- **TASK TO CARRY OUT**
Transcribe the lines of the records starting with the one that has "224L230 223L208 273L191" in it and ending with the last, and transcribe nothing else.

========

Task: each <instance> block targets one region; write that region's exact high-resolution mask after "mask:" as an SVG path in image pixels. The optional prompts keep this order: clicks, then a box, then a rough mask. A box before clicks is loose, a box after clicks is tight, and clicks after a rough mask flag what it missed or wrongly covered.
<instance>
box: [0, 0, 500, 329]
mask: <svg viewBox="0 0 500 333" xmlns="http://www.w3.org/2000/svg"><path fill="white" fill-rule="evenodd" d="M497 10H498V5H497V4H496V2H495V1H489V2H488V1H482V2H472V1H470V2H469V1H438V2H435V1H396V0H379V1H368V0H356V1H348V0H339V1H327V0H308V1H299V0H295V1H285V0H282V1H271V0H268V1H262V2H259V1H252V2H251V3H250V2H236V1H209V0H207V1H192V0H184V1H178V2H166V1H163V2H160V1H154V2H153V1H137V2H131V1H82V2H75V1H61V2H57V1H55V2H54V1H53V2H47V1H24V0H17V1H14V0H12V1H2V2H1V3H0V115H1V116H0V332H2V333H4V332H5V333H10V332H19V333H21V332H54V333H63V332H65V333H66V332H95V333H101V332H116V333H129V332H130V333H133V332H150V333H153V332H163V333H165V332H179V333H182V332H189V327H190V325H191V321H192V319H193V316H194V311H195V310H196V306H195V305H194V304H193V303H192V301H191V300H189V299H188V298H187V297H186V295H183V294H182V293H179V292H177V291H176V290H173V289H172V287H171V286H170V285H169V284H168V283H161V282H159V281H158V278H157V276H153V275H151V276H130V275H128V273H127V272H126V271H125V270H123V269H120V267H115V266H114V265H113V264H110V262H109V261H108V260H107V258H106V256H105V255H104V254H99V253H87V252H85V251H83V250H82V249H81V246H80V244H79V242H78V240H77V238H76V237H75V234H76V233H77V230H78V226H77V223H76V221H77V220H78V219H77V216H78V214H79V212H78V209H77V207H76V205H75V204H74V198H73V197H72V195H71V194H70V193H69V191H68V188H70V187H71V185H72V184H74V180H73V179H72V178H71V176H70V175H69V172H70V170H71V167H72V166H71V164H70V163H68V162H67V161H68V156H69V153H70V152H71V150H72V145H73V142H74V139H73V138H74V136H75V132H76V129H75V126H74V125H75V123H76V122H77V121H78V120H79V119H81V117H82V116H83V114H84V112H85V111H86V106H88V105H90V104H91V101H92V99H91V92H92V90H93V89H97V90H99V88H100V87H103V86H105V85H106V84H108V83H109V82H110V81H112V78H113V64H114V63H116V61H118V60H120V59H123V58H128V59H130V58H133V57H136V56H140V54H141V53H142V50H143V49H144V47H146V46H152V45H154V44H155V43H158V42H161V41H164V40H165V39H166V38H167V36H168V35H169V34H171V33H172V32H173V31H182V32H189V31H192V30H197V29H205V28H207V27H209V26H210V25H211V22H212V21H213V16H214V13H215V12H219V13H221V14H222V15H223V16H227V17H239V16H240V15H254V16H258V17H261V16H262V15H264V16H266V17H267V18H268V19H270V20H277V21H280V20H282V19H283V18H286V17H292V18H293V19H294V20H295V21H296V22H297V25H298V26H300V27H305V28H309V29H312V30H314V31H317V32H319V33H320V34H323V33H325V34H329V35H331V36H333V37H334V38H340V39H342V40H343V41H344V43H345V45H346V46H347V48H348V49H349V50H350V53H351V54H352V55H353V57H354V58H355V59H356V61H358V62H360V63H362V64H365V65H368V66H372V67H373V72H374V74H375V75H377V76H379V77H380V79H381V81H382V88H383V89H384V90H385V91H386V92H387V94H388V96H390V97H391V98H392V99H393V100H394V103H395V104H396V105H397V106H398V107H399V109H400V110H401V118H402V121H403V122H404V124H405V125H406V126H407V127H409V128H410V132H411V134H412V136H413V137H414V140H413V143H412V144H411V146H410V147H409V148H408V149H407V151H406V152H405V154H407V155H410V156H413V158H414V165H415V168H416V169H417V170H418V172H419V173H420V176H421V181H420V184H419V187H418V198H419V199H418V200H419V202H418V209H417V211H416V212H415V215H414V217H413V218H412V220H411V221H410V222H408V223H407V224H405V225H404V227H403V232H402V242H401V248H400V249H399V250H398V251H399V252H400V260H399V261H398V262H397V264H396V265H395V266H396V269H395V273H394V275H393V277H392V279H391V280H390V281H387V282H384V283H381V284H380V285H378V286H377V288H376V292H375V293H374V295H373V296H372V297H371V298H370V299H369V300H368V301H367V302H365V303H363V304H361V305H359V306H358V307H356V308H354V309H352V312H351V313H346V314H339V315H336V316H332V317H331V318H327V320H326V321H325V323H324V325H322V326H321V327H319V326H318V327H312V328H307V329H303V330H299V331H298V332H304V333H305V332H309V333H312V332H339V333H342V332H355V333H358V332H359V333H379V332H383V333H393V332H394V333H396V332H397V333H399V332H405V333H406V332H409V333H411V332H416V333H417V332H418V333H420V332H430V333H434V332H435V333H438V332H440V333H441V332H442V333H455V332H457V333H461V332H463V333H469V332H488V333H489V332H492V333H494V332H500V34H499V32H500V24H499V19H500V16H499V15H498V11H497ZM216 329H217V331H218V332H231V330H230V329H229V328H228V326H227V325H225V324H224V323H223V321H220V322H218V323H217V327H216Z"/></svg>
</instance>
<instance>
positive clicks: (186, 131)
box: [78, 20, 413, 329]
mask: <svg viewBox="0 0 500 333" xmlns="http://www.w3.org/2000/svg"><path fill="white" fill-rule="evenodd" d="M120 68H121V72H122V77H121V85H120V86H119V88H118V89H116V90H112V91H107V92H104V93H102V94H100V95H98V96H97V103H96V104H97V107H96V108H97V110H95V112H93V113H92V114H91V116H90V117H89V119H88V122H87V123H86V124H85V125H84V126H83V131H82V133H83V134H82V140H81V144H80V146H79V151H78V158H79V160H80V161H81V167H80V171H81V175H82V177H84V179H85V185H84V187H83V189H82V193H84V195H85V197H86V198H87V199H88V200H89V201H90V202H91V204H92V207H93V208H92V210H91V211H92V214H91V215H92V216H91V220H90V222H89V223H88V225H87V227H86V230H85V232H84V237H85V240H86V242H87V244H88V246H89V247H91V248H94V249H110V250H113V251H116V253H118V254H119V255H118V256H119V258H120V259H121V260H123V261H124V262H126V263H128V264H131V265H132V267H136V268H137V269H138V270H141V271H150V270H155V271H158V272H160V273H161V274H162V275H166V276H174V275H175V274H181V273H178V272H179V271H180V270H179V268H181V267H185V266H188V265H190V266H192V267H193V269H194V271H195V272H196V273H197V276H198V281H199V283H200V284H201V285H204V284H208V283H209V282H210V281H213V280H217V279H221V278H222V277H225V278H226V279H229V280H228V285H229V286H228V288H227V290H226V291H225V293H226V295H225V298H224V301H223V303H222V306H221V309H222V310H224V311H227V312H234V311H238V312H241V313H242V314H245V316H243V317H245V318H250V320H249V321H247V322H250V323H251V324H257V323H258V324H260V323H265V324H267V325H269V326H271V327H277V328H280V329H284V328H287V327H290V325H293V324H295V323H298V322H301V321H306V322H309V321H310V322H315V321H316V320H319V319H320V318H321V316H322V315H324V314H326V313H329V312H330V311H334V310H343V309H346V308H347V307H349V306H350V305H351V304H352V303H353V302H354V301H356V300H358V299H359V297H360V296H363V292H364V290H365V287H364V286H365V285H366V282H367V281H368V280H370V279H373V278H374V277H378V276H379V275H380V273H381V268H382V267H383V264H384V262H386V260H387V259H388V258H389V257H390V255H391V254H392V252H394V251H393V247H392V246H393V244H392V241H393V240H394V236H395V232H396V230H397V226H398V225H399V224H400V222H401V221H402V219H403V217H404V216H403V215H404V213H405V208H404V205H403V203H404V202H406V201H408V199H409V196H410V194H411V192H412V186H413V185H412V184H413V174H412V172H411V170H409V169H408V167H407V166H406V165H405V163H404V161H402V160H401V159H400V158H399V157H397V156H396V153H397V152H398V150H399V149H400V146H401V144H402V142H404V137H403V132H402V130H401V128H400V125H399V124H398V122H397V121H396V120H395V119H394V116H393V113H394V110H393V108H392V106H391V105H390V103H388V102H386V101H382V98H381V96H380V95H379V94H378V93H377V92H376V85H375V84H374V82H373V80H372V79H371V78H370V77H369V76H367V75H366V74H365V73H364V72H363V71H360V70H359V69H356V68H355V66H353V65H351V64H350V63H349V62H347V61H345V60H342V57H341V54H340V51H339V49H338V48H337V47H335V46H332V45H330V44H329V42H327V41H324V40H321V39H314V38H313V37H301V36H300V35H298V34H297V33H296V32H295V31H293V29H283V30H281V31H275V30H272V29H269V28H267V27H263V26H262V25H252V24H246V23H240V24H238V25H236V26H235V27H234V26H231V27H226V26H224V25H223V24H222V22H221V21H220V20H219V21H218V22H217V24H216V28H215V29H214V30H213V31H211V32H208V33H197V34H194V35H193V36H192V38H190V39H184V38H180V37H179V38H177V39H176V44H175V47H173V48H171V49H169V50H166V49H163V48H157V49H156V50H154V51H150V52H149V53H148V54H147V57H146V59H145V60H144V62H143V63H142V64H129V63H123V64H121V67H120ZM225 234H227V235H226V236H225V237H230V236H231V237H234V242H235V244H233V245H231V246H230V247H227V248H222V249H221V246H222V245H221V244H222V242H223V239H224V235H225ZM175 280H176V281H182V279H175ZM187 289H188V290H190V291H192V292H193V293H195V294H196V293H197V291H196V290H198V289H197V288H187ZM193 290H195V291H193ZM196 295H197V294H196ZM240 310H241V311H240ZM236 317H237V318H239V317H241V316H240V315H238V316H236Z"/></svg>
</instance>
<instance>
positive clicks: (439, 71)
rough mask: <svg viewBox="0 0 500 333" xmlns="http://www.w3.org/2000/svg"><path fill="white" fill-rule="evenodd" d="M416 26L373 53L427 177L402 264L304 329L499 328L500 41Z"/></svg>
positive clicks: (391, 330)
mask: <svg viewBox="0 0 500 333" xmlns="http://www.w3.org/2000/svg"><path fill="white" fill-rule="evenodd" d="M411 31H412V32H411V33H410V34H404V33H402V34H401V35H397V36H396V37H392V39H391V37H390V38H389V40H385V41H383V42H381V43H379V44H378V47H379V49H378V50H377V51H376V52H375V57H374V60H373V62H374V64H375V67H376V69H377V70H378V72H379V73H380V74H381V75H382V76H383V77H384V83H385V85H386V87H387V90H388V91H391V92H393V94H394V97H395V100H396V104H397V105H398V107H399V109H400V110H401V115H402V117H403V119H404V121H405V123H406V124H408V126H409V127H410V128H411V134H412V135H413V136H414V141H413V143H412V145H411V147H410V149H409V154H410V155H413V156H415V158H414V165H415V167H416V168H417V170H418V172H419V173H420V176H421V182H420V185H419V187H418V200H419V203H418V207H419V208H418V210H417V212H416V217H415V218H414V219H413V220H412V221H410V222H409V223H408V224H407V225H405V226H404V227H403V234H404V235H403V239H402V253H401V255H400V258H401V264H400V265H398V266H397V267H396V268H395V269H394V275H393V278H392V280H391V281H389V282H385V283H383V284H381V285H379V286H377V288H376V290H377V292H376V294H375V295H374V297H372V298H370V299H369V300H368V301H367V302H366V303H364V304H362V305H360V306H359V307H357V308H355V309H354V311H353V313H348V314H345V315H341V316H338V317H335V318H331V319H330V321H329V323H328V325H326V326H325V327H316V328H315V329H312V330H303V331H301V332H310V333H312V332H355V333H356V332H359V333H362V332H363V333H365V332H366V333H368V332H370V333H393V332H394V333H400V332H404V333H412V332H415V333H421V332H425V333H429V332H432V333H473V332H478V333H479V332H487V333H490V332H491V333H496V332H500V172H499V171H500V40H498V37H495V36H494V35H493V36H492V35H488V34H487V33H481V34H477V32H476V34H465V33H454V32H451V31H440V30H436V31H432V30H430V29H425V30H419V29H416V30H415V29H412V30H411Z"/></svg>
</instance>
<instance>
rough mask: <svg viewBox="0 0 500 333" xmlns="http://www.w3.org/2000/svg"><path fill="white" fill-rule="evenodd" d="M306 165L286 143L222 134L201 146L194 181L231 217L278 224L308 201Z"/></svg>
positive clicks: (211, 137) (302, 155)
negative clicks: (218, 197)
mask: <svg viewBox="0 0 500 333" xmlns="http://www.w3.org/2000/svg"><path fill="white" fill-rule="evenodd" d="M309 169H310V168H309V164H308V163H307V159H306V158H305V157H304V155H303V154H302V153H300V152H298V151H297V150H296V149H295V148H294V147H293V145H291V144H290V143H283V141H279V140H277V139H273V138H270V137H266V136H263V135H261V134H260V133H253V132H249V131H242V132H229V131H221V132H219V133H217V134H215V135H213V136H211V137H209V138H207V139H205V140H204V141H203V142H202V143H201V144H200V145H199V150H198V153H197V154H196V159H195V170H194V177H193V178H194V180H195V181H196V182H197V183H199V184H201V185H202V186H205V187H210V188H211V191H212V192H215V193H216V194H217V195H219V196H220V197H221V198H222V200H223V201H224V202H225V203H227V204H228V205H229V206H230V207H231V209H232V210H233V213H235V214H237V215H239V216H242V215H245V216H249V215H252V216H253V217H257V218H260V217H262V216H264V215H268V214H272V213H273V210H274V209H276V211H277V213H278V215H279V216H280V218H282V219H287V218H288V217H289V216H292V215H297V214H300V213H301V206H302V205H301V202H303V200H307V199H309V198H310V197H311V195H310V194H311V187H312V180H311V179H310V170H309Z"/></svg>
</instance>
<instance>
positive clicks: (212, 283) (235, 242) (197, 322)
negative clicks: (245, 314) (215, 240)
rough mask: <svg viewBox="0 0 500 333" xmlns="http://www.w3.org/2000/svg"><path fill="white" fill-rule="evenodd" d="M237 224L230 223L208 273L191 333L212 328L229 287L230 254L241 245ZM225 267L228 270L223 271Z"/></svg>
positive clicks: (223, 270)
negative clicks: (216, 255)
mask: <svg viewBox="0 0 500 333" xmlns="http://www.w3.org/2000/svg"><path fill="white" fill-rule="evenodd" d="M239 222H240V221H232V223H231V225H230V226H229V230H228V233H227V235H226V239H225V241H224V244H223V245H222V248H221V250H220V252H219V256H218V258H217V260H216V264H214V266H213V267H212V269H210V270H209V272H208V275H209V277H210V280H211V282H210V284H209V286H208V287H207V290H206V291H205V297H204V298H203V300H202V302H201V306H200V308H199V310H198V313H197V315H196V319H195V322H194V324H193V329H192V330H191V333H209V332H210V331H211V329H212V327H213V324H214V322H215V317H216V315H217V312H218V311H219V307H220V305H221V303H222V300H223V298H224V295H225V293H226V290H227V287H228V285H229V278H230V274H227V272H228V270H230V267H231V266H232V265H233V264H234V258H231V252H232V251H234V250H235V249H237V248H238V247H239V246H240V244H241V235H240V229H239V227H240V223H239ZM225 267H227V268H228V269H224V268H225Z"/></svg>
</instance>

========

- **ANSWER SECTION**
rough mask: <svg viewBox="0 0 500 333" xmlns="http://www.w3.org/2000/svg"><path fill="white" fill-rule="evenodd" d="M237 224L230 223L208 273L191 333L212 328L229 287L230 254L241 245ZM225 267L228 270L223 271Z"/></svg>
positive clicks: (223, 270)
negative clicks: (216, 255)
mask: <svg viewBox="0 0 500 333" xmlns="http://www.w3.org/2000/svg"><path fill="white" fill-rule="evenodd" d="M239 222H240V221H232V223H231V225H230V226H229V230H228V233H227V235H226V239H225V241H224V244H223V245H222V248H221V250H220V252H219V256H218V258H217V260H216V264H214V266H213V267H212V269H210V270H209V272H208V275H209V277H210V280H211V282H210V284H209V286H208V287H207V290H206V291H205V297H204V298H203V300H202V302H201V306H200V308H199V310H198V313H197V315H196V319H195V322H194V324H193V329H192V330H191V333H209V332H210V331H211V329H212V327H213V324H214V322H215V317H216V315H217V312H218V311H219V307H220V305H221V303H222V300H223V298H224V295H225V293H226V290H227V287H228V285H229V278H230V274H227V272H228V270H230V267H231V266H232V265H233V264H234V258H231V252H232V251H234V250H235V249H237V248H238V247H239V246H240V244H241V235H240V229H239V227H240V223H239ZM225 267H227V268H228V269H224V268H225Z"/></svg>
</instance>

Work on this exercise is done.